__What is asked__
Beginning at the line that contains "Note: point to the sparse", reproduce every line to the end of the material without changing any of them.
## begin
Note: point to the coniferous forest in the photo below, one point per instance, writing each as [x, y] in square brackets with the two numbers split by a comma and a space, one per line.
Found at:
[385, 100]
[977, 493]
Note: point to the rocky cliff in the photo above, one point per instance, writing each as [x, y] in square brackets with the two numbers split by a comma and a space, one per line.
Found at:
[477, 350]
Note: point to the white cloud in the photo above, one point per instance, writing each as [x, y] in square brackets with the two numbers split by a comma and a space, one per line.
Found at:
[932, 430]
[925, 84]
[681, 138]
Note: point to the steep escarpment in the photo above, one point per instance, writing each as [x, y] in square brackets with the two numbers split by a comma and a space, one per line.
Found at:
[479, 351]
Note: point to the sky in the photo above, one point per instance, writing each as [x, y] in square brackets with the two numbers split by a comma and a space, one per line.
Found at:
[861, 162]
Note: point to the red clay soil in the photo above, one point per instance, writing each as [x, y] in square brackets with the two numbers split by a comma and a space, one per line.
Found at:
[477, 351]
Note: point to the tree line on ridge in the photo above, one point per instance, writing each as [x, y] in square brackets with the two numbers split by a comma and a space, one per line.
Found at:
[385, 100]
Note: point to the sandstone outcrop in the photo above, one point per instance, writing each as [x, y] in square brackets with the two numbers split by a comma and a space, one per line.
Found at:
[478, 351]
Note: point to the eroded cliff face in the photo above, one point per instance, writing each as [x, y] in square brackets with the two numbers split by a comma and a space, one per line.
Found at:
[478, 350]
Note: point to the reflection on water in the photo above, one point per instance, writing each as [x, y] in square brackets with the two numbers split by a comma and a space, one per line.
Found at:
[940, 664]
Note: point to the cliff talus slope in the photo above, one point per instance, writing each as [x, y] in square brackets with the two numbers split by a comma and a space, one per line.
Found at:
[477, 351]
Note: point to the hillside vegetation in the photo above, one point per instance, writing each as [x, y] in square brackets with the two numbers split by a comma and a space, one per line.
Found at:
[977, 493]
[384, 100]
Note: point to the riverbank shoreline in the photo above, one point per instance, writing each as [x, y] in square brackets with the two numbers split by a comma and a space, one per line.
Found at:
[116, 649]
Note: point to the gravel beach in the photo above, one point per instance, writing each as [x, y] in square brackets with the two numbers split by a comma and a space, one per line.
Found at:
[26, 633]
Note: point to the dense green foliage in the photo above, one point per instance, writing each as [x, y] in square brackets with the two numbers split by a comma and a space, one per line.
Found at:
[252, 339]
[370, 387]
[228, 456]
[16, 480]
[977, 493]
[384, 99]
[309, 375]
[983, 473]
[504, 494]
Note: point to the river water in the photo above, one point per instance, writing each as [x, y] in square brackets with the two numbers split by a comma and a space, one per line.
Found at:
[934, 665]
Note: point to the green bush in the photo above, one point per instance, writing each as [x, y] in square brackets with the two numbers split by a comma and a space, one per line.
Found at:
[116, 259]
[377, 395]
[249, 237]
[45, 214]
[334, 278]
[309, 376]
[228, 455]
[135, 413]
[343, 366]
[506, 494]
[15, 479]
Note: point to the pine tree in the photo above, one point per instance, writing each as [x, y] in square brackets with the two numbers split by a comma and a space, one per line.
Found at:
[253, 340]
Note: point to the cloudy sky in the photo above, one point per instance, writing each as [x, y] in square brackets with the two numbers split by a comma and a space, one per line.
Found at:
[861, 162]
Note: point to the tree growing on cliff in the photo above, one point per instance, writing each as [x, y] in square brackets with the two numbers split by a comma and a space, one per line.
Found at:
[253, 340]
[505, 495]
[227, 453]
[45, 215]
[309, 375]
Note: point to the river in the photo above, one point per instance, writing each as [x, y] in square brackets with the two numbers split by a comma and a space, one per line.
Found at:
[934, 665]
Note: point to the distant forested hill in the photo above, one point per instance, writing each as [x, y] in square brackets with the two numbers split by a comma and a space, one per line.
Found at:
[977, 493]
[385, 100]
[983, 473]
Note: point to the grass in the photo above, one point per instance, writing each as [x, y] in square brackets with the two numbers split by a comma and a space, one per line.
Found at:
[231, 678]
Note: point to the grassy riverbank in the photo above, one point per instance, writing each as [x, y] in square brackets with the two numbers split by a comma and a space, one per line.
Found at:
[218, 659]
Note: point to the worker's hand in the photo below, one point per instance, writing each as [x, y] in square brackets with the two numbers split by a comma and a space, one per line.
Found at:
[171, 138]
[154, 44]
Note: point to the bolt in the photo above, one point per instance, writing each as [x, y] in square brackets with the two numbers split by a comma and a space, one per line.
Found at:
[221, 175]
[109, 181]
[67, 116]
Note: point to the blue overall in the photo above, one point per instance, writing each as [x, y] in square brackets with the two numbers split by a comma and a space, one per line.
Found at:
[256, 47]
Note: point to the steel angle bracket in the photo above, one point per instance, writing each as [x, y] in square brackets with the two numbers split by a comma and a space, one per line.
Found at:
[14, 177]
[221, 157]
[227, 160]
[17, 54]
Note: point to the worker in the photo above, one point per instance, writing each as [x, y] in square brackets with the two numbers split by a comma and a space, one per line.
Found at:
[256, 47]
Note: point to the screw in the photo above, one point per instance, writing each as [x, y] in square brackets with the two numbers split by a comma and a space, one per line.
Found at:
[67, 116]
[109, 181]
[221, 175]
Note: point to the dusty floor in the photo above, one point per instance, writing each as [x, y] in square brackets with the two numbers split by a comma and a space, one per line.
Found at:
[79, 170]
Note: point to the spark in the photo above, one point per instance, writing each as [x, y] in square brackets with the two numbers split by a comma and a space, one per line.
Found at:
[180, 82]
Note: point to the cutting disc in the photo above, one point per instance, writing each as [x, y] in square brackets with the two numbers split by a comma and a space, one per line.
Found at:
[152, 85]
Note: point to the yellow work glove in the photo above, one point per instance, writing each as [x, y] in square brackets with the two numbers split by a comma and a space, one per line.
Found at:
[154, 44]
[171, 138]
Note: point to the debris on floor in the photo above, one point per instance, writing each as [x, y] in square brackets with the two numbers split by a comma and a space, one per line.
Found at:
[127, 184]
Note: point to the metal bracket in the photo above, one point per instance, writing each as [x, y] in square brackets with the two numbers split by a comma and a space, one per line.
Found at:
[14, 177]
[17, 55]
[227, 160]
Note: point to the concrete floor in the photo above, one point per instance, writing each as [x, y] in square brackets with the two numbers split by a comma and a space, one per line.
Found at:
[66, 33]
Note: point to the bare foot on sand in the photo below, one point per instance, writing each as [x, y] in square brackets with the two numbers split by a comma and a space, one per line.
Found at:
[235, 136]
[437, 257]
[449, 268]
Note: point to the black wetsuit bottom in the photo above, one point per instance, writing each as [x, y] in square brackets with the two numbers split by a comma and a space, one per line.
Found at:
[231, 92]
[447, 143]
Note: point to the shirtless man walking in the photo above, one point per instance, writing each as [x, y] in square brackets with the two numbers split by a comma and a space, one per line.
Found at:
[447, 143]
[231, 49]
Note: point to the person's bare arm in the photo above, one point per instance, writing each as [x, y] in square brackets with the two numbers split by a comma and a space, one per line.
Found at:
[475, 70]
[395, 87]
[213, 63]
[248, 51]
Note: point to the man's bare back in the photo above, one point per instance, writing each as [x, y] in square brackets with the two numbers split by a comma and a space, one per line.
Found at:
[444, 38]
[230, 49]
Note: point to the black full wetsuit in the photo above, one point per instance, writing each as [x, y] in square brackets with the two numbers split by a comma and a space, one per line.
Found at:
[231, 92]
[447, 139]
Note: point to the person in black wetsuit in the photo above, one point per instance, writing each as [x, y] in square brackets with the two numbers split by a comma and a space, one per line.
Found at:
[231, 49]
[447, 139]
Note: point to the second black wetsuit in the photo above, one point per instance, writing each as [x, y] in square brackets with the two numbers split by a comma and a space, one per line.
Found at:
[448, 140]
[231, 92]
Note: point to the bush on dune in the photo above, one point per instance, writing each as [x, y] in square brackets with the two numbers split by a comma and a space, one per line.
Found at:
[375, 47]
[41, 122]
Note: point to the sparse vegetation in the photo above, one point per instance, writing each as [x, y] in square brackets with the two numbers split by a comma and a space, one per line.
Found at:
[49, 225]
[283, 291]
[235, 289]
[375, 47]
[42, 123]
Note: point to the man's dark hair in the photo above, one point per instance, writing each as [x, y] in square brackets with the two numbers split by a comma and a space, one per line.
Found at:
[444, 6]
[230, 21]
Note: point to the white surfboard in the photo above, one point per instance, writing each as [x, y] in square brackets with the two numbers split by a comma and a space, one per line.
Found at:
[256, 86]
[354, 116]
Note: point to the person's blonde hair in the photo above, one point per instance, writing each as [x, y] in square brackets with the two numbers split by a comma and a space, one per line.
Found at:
## end
__Solution to the problem__
Note: point to the sparse vegetation in the photo above, one point per instance, writing each as [x, y] in square brackets with the two numbers split by a comma and a space, one per line.
Found at:
[49, 225]
[283, 291]
[235, 289]
[375, 47]
[42, 123]
Note: point to the man's dark hair in the photo above, one point per instance, writing each as [x, y] in square brackets with the two numbers split by a comma and a space, one per line.
Found at:
[444, 6]
[230, 21]
Note: point to the white surfboard in the photo above, one point per instance, writing each as [x, y] in square brackets with the two numbers split by a comma and a space, one per line.
Found at:
[256, 86]
[354, 116]
Note: point to the person's blonde hair in the photo above, one point per instance, writing each as [x, y] in square brackets with the two numbers split by a comma and a space, one per line.
Found at:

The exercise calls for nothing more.